(Image point annotation rows)
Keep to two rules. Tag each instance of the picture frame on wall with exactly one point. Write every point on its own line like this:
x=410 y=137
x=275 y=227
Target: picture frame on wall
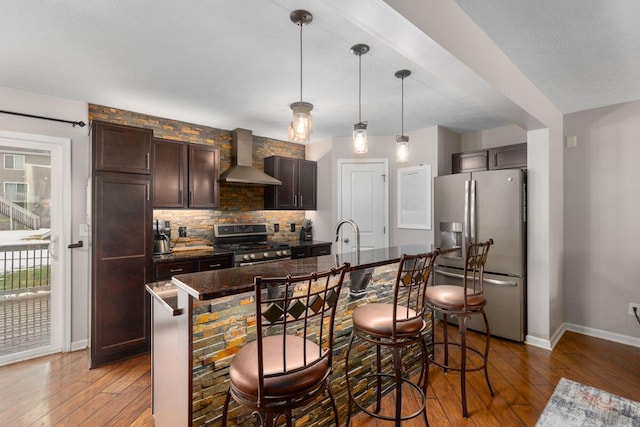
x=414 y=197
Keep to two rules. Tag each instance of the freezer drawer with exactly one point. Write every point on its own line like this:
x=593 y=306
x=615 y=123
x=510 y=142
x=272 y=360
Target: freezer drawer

**Direction**: Can you write out all the rows above again, substituting "a single point" for "exactly one point" and changing nothing else? Leave the pictures out of your answer.

**Final result**:
Keep to two rules. Tag each instance of the picture frame on wall with a single point. Write every point on its own line like this:
x=410 y=137
x=275 y=227
Target: picture frame on wall
x=414 y=197
Keep to two rules. Tag each instance of the freezer drawer with a single point. Write every point on its own line like this:
x=593 y=306
x=615 y=123
x=510 y=142
x=272 y=360
Target: freezer drawer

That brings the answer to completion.